* _TASK DATA_
____________
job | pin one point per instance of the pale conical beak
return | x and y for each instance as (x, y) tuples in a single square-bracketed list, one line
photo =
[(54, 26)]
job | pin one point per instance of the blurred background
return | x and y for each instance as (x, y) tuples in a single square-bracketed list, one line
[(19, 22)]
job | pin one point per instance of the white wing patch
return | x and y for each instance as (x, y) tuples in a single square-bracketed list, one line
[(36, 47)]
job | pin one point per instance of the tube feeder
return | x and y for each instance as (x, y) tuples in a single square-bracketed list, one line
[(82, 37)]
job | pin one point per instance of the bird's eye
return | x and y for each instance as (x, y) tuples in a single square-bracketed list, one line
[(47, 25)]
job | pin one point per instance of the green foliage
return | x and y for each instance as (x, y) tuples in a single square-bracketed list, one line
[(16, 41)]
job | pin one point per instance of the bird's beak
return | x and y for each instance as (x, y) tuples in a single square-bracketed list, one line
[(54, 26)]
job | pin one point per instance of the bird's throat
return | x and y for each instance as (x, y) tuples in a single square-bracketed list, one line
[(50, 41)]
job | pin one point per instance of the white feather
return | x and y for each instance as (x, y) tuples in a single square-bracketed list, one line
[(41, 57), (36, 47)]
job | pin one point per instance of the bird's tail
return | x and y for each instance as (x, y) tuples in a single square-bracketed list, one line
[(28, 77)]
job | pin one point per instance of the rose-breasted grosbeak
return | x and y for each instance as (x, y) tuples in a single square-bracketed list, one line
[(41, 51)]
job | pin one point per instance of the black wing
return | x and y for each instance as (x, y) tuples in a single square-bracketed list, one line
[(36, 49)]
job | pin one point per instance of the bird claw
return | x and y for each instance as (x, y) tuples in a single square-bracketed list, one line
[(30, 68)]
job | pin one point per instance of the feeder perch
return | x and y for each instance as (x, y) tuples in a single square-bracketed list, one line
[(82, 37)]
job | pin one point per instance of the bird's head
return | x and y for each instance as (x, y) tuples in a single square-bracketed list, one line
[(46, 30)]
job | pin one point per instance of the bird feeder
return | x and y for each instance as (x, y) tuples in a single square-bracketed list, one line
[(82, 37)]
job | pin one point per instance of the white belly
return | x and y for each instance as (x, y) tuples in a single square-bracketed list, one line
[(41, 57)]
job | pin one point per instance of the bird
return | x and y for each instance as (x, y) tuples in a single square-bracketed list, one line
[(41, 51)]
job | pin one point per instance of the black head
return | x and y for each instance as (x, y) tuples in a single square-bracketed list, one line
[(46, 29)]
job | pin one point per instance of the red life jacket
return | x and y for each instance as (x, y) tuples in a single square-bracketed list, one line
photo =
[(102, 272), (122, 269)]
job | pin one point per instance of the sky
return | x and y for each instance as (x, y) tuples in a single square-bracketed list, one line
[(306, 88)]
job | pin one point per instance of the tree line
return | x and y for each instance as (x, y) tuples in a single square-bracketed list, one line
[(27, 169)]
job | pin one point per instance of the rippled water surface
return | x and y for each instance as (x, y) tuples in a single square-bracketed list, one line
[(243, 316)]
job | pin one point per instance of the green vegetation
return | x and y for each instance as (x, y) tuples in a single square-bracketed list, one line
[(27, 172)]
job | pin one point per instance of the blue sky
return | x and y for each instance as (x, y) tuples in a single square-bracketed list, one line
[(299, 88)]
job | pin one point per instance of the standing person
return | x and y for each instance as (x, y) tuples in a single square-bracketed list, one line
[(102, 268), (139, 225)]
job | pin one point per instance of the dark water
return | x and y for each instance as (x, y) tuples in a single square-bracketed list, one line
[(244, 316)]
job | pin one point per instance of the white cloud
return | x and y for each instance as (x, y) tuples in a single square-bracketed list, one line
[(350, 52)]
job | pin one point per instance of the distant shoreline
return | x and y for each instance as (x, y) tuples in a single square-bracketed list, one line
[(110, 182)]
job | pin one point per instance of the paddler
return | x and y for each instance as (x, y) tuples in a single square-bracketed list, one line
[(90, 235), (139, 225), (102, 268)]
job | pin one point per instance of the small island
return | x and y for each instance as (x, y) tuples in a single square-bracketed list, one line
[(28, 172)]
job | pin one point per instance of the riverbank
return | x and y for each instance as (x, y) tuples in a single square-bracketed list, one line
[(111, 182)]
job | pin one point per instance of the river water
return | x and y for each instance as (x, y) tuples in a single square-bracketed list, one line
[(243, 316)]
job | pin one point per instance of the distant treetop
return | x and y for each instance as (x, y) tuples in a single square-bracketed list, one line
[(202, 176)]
____________
* _STATED TASK_
Can you render all of the material above as a JSON list of strings, one string per line, with blank lines left out?

* _ANSWER IN FULL_
[
  "job | pin one point per instance of the pale conical beak",
  "return | x and y for each instance as (x, y) tuples in a single square-bracketed list, one line",
  "photo =",
  "[(54, 26)]",
  "job | pin one point per instance of the blurred background",
  "return | x and y for each instance as (x, y) tuples in a single square-bracketed list, one line",
  "[(19, 22)]",
  "job | pin one point per instance of the white wing patch",
  "return | x and y for each instance as (x, y) tuples in a single square-bracketed list, one line",
  "[(36, 47)]",
  "job | pin one point per instance of the tube feeder",
  "return | x and y for each instance as (x, y) tuples in a single square-bracketed list, one line",
  "[(82, 37)]",
  "job | pin one point per instance of the bird's eye",
  "return | x and y for each instance as (x, y) tuples in a single square-bracketed list, one line",
  "[(47, 25)]",
  "job | pin one point per instance of the green foliage",
  "return | x and y for each instance as (x, y) tuples in a single square-bracketed list, one line",
  "[(16, 41)]",
  "job | pin one point per instance of the bird's beak",
  "return | x and y for each instance as (x, y) tuples in a single square-bracketed list, one line",
  "[(54, 26)]",
  "job | pin one point per instance of the bird's throat",
  "return | x and y for each instance as (x, y) tuples in a single square-bracketed list, one line",
  "[(50, 41)]",
  "job | pin one point per instance of the white feather",
  "return | x and y for each instance as (x, y) tuples in a single square-bracketed list, one line",
  "[(41, 57), (36, 47)]",
  "job | pin one point per instance of the bird's tail",
  "return | x and y for each instance as (x, y) tuples in a single square-bracketed list, one line",
  "[(28, 77)]",
  "job | pin one point per instance of the rose-breasted grosbeak",
  "return | x and y for each instance as (x, y) tuples in a single square-bracketed list, one line",
  "[(41, 51)]",
  "job | pin one point per instance of the black wing",
  "return | x and y for each instance as (x, y) tuples in a single square-bracketed list, one line",
  "[(36, 49)]",
  "job | pin one point per instance of the bird claw",
  "return | x and y for each instance as (x, y) tuples in a single square-bracketed list, one line",
  "[(30, 68)]",
  "job | pin one point per instance of the feeder perch",
  "return | x and y for each instance as (x, y) tuples in a single square-bracketed list, one line",
  "[(82, 37)]",
  "job | pin one point per instance of the bird's head",
  "return | x and y for each instance as (x, y) tuples in a single square-bracketed list, one line",
  "[(46, 30)]",
  "job | pin one point per instance of the bird feeder",
  "return | x and y for each instance as (x, y) tuples in a single square-bracketed list, one line",
  "[(82, 37)]",
  "job | pin one point per instance of the white belly",
  "return | x and y for each instance as (x, y) tuples in a single square-bracketed list, one line",
  "[(41, 57)]",
  "job | pin one point per instance of the bird",
  "return | x and y for each instance as (x, y) tuples in a single square-bracketed list, one line",
  "[(41, 51)]",
  "job | pin one point per instance of the black head",
  "return | x and y for each instance as (x, y) tuples in a single square-bracketed list, one line",
  "[(46, 29)]",
  "job | pin one point per instance of the red life jacket",
  "return | x and y for each instance as (x, y) tuples in a single square-bracketed list, one line",
  "photo =",
  "[(102, 272), (122, 269)]",
  "job | pin one point per instance of the sky",
  "return | x and y for each instance as (x, y) tuples in a single square-bracketed list, one line",
  "[(306, 88)]",
  "job | pin one point per instance of the tree line",
  "return | x and y for each instance as (x, y) tuples in a single square-bracketed list, one line",
  "[(27, 169)]",
  "job | pin one point per instance of the rippled water surface",
  "return | x and y for each instance as (x, y) tuples in a single square-bracketed list, one line",
  "[(243, 316)]",
  "job | pin one point per instance of the green vegetation",
  "return | x and y for each instance as (x, y) tuples in a single square-bracketed list, one line",
  "[(27, 172)]",
  "job | pin one point per instance of the blue sky",
  "return | x and y for each instance as (x, y) tuples in a single square-bracketed list, one line",
  "[(299, 88)]",
  "job | pin one point per instance of the standing person",
  "return | x and y for each instance as (x, y) tuples in a single square-bracketed list, one line",
  "[(102, 268), (139, 225)]",
  "job | pin one point per instance of the dark water",
  "return | x and y for each instance as (x, y) tuples in a single square-bracketed list, one line",
  "[(244, 316)]",
  "job | pin one point per instance of the white cloud",
  "return | x and y for each instance as (x, y) tuples in a single square-bracketed list, one line",
  "[(350, 52)]",
  "job | pin one point per instance of the distant shoreline",
  "return | x and y for each instance as (x, y) tuples in a single square-bracketed list, one line",
  "[(110, 182)]",
  "job | pin one point per instance of the paddler",
  "return | x and y for each instance as (x, y) tuples in a single square-bracketed list, one line",
  "[(90, 235), (139, 225), (102, 268)]",
  "job | pin one point per instance of the small island",
  "return | x and y for each instance as (x, y) tuples in a single square-bracketed list, one line",
  "[(28, 172)]",
  "job | pin one point per instance of the riverbank",
  "return | x and y for each instance as (x, y) tuples in a single square-bracketed list, one line",
  "[(111, 182)]",
  "job | pin one point per instance of the river water",
  "return | x and y for each instance as (x, y) tuples in a single square-bracketed list, one line",
  "[(243, 316)]",
  "job | pin one point per instance of the distant treetop",
  "return | x and y for each instance as (x, y) tuples in a single square-bracketed list, one line",
  "[(202, 176)]"
]